OBJECTIVE
Repeat each line exactly, leaving nothing out.

MATERIAL PROVIDED

--- --- ---

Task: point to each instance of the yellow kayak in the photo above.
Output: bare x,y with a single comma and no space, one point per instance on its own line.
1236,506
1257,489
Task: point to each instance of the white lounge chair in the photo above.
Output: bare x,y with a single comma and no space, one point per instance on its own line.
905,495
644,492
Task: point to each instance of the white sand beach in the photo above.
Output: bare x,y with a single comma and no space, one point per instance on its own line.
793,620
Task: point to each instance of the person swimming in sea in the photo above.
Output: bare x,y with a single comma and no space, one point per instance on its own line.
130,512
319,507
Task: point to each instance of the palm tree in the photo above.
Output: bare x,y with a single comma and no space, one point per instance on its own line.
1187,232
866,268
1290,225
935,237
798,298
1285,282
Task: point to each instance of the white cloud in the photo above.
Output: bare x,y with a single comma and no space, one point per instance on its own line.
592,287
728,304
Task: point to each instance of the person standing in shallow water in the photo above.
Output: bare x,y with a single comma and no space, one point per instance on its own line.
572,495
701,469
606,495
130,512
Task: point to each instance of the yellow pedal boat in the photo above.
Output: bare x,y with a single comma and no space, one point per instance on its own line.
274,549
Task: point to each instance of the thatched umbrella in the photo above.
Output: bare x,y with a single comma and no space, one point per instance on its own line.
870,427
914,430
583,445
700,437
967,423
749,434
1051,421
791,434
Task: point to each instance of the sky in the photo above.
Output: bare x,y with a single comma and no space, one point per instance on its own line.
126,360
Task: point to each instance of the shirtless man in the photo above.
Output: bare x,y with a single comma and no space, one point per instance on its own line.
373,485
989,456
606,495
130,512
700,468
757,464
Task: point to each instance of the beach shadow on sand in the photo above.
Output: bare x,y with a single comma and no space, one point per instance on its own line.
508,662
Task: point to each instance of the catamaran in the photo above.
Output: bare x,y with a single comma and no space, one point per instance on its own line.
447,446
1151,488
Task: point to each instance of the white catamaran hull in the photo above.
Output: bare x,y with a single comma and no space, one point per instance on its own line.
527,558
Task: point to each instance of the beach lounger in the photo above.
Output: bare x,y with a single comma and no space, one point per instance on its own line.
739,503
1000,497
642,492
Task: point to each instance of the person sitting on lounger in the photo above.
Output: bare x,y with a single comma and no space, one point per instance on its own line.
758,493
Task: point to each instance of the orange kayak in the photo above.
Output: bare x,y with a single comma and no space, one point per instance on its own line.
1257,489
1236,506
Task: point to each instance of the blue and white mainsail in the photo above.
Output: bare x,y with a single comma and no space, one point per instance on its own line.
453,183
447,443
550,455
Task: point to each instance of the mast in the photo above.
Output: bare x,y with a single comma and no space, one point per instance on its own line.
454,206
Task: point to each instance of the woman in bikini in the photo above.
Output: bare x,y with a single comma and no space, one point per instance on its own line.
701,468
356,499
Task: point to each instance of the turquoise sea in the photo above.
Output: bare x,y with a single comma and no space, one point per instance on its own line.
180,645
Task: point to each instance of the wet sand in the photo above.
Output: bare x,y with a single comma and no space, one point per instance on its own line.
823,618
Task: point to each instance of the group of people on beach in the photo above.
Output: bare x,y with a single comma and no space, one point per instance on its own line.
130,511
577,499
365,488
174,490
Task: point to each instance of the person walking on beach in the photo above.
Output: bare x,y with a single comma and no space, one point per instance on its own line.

--- --- ---

SOLUTION TO THE PROBLEM
Task: point to each instance of the yellow kayak in the photo above.
Output: bare x,y with a single comma and no space, one point per instance on its own line.
1236,506
1257,489
Task: point to each instance of the white lounge chair in the photo above.
Output: bare x,y with a single comma and no space, one point per instance on its own line.
905,495
644,492
Task: point to each instance of the white sand beach in the photo above.
Output: bare x,y with a single comma and no space, one point per instance on its own line.
793,620
Task: point to each instance of the person swimming in sea in the photo above.
Output: bare x,y with a single comma and no space, one point per instance on its own line.
130,512
319,507
Task: point to each instance of the palm tree in the photo above.
Output: bare x,y with a single comma and no space, one point per instance on its own line.
1187,232
866,268
1290,225
935,237
798,298
1285,282
Task: point to each instance of the white cloud in the photo above.
Output: bare x,y with a single comma and no space, one point per instance on its own line.
592,287
728,304
Task: point to each instance of the person standing in shallow water in the photo above.
Output: bare x,y with a single comma and no space, one point per instance on its own line.
572,495
701,469
606,495
130,512
Task: point to each instance of the yellow pedal boat in the photo above.
Output: bare x,y with a single comma and no space, one point per instance on its own line.
274,549
Task: point to each instance of the thatched umbrella in the photo above.
Output: bare x,y with a single comma and no space, one point per instance on its own line.
870,427
914,430
583,445
700,437
967,423
749,434
1051,421
791,434
Task: point to each instance of the sky in the photo above.
Output: bare x,y with a single comma and no space, one point per instance on its own line.
126,360
Task: point to each instance of the shirtless man in the photo above.
Output: bare x,y with a single comma and no space, one point per instance on its own line.
373,485
989,456
606,495
130,512
700,468
757,464
Task: point to each instance of the beach shadow on sand in the photo above.
Output: bare x,y with a single comma and no space, one point per instance on its own line.
508,662
Task: point to each instance of the catamaran in the photo above.
Output: bare x,y with a single comma and no space, one point per instance on its own line.
447,446
1151,488
Task: point to each instance of the white catamaran hull in the photo above.
Output: bare x,y with a single comma and no space, one point per instance on its own line.
527,558
Task: point to each instance of the beach lounger in the photo above.
Output: bare x,y with a single comma and no space, one point per instance on its own line.
739,503
1000,497
642,492
Task: point to each instance of the person sitting on lounger in the photo above.
Output: bare x,y with a single comma and no space, one point per instance on its own line.
758,493
Task: point to each instance of the orange kayak in the photo above.
Output: bare x,y with a single comma and no space, one point per instance on its own line.
1257,489
1236,506
Task: point to each instance of the blue and white mainsail in the photo above.
Output: bare x,y with a single comma and no space, one point per instance on its own line.
453,183
447,443
550,455
Task: point to each instance of the mast in the photo above.
Output: bare x,y with a single comma and no space, one point per instance on its own line.
454,206
Task: point to each instance of the woman in bikini in the photo above.
Output: bare x,y with a single comma and no space, one point per instance on its own line.
701,468
356,499
Task: point to each instance of the turquoise sea in the photo above.
Output: bare x,y with a single comma and no space, one point per instance on its own line.
180,645
Task: point to each instance of the wet sand in the photo above.
Output: bare x,y with a single comma and no space, one point per instance on its own line.
823,618
Task: point to each instance of the group of people on beach in the photo above.
Output: bare x,y with a single comma and no space, one point per instance on its own line.
130,511
577,499
365,488
174,490
Task: point to each instance of the person walking on beach in the photo above.
Output: bare x,y with a single comma and no space, one point per instance on its own line.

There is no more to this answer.